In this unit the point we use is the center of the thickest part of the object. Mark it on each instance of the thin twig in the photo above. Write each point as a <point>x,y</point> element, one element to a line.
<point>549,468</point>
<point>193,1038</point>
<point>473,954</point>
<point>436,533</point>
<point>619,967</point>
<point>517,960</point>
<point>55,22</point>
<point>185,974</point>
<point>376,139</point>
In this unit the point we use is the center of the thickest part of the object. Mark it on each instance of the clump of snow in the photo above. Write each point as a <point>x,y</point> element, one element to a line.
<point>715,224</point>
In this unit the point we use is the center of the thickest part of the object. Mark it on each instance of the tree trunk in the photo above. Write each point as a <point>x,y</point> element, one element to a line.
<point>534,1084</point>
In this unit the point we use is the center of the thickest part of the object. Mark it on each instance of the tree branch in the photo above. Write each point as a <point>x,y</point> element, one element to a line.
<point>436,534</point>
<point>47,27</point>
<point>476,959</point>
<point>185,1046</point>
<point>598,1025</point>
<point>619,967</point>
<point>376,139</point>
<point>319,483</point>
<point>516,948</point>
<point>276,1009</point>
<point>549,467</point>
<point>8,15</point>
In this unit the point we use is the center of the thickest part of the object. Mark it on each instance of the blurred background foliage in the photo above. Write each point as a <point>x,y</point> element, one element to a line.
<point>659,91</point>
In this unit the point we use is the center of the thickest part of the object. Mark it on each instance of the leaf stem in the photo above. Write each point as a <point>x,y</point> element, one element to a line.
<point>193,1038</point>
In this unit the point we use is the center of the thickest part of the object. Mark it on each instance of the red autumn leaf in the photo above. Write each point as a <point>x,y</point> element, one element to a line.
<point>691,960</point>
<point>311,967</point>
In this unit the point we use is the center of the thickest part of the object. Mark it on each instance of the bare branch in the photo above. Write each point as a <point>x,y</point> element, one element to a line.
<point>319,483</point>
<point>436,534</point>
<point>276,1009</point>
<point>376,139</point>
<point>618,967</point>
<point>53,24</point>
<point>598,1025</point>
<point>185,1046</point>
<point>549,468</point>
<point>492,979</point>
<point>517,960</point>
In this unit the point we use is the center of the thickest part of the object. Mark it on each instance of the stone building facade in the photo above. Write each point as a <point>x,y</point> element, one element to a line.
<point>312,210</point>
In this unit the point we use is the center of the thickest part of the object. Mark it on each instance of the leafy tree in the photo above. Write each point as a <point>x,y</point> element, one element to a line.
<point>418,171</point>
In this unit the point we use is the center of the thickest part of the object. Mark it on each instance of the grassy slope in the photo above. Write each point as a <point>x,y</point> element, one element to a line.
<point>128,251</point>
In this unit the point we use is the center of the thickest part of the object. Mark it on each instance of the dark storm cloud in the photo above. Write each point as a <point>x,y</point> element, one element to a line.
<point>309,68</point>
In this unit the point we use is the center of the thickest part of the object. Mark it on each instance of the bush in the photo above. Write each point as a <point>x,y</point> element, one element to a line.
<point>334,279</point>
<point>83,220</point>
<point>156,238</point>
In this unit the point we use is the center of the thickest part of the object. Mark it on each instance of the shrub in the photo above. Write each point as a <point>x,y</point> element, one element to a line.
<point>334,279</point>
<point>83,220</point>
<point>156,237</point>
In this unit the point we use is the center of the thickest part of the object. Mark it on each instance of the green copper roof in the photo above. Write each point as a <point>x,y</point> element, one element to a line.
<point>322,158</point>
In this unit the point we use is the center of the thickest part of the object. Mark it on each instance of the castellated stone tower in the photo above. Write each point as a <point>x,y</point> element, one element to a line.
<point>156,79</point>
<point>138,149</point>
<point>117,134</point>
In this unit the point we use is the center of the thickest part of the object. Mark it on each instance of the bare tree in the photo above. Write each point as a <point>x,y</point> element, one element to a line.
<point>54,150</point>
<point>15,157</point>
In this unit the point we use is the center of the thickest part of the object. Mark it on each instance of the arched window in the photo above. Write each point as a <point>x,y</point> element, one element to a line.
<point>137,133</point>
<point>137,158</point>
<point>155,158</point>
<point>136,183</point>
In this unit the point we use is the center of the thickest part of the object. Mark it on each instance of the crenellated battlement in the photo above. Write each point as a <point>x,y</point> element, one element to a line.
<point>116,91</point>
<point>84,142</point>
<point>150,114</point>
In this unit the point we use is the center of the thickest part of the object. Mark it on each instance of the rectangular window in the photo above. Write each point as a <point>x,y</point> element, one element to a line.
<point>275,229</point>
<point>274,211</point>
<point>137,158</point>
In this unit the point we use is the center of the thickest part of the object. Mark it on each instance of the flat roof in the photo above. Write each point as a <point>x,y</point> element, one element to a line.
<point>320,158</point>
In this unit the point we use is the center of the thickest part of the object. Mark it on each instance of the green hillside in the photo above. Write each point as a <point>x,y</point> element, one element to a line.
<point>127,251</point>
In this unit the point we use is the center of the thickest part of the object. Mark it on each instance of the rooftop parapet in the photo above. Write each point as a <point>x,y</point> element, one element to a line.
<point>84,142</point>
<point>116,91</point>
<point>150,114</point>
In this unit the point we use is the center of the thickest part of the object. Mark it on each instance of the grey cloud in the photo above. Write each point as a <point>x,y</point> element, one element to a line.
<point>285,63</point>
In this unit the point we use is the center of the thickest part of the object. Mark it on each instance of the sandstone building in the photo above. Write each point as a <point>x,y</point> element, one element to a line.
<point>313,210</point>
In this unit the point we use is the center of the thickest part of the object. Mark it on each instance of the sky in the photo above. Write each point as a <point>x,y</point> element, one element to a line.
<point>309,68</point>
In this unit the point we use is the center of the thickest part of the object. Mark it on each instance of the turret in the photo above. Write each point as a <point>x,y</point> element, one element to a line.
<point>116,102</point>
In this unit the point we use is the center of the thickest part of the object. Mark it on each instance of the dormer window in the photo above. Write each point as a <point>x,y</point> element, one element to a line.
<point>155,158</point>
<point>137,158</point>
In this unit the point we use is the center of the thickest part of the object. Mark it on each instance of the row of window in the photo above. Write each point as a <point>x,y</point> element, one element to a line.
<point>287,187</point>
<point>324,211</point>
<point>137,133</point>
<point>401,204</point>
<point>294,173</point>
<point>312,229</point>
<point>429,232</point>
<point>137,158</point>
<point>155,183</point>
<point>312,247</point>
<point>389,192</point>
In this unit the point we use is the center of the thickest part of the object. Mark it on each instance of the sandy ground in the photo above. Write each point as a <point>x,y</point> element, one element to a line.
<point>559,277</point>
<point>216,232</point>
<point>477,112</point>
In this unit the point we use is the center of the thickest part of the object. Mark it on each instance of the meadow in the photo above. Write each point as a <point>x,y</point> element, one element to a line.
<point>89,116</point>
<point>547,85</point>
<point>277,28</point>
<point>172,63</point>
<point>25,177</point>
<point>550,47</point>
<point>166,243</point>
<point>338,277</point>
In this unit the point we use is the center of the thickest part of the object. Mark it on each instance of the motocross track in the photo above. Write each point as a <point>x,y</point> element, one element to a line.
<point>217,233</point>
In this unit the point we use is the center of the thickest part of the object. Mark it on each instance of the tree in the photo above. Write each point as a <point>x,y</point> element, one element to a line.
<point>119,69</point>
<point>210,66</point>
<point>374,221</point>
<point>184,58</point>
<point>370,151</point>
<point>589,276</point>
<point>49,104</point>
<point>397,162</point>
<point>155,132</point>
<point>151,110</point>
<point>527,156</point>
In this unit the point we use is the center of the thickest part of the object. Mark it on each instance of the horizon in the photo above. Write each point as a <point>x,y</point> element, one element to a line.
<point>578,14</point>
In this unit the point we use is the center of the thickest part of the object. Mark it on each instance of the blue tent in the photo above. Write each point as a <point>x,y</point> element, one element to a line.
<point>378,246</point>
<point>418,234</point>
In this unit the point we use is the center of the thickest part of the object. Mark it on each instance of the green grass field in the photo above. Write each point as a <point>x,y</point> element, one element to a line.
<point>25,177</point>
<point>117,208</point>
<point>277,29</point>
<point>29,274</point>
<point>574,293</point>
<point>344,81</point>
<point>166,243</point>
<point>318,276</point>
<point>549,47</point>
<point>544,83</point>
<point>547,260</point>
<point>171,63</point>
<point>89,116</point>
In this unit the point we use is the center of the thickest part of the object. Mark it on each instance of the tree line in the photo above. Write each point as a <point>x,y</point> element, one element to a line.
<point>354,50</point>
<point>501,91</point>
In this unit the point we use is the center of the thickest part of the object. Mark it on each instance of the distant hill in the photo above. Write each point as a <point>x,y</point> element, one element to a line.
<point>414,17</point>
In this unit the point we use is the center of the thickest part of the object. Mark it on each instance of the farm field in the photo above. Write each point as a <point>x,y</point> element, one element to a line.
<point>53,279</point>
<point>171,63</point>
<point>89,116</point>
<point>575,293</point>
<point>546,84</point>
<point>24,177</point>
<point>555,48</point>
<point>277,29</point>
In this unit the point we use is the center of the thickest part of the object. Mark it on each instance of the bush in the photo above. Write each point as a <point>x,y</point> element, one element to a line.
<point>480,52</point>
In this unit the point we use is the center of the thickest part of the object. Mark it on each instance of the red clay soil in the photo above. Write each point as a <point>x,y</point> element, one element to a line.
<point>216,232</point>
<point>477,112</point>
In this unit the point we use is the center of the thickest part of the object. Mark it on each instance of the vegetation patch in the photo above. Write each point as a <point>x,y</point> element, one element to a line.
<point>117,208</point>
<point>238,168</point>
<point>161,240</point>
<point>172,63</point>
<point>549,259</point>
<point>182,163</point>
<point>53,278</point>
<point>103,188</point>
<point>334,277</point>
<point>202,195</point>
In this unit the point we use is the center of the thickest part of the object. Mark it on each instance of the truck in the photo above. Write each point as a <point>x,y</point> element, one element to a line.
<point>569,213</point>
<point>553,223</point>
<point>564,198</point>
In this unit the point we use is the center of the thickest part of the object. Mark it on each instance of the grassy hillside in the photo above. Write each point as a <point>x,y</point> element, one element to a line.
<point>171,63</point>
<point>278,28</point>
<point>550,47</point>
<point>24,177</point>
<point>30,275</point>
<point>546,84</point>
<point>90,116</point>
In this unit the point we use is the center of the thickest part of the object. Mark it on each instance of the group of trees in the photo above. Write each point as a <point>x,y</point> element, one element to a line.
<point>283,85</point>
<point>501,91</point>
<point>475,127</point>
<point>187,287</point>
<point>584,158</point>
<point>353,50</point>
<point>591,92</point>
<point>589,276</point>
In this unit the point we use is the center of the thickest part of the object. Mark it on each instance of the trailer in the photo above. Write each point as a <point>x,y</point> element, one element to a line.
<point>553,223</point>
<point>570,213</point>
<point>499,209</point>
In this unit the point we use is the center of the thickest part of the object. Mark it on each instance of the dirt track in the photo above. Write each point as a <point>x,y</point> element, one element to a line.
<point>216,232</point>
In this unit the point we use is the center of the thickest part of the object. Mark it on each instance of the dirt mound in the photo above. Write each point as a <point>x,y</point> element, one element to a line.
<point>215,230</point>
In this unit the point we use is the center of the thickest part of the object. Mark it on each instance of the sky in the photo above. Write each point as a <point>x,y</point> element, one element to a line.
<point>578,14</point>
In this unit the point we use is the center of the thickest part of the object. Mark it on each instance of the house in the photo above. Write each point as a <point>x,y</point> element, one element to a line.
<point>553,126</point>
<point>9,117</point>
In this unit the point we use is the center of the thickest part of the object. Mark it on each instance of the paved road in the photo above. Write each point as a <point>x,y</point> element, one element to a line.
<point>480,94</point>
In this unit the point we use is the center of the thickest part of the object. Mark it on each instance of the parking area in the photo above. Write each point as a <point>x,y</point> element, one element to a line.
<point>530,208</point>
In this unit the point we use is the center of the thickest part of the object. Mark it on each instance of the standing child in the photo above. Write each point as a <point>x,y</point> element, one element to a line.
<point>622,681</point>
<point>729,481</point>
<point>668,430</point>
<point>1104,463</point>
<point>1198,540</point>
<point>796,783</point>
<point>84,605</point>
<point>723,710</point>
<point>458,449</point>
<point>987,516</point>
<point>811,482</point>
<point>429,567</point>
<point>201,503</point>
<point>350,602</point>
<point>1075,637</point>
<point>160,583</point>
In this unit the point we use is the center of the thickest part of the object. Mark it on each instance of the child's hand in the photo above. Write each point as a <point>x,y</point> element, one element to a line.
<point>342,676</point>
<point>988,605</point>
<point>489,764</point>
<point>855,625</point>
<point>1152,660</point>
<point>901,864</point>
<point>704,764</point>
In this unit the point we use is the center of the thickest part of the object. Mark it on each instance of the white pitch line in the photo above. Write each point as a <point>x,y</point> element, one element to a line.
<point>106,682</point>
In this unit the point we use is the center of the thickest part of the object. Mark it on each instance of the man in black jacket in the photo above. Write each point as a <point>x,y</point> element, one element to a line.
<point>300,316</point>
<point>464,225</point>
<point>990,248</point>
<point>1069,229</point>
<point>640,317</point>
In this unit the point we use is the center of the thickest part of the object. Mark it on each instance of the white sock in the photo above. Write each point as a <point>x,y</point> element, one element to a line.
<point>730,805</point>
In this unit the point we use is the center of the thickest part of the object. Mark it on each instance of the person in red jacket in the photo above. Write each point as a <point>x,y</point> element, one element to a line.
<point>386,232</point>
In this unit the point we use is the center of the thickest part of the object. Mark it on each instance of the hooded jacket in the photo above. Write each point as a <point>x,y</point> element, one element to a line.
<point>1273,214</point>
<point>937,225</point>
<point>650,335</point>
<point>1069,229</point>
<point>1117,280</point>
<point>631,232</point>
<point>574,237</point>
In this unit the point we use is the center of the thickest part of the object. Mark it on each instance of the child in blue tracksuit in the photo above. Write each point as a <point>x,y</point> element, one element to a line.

---------------

* [What you have to do] Reproduce only the entries from the line containing "of the standing" through the line containing "<point>386,232</point>", both included, substituting "widest part" for each occurrence of "thickest part" and leaving everything else unchanged.

* [Complete response]
In this unit the point we use is the center of the widest part of the object. Mark it on each instance of the standing child in the photo above. Write each point as a <point>x,y</point> element, one element to a line.
<point>622,681</point>
<point>729,481</point>
<point>668,430</point>
<point>1104,463</point>
<point>1198,540</point>
<point>796,783</point>
<point>84,605</point>
<point>723,710</point>
<point>458,449</point>
<point>987,516</point>
<point>811,482</point>
<point>429,567</point>
<point>201,503</point>
<point>350,602</point>
<point>1075,637</point>
<point>160,583</point>
In this unit the point we use is the center of the widest part of the object. Mark it on each instance of the child's hand in the photo above. Write each point as a <point>x,y</point> element, one element to a line.
<point>342,676</point>
<point>988,605</point>
<point>489,764</point>
<point>855,625</point>
<point>1152,660</point>
<point>901,864</point>
<point>704,764</point>
In this unit the point we use is the center of the widest part of the object. Mark it on each instance of the white pitch line in the photo above. Write each point as a <point>x,y</point> element, one element to a line.
<point>106,682</point>
In this unit the point we use is the center of the widest part of the object. Mark it on each instance of the man in black jacket in the photo above. Write each point as a <point>x,y</point> element, one element to a line.
<point>300,316</point>
<point>464,225</point>
<point>990,248</point>
<point>1069,229</point>
<point>640,317</point>
In this unit the point we use is the center of the widest part of the object. Mark it on each instance of the white sock in the photo above. Write each point as a <point>x,y</point> element, one element to a line.
<point>730,805</point>
In this unit the point we use is the center of the widest part of the object. Mark it on each instance of the person in red jacket in the photo above. Write each point as a <point>x,y</point> element, one element to a line.
<point>386,232</point>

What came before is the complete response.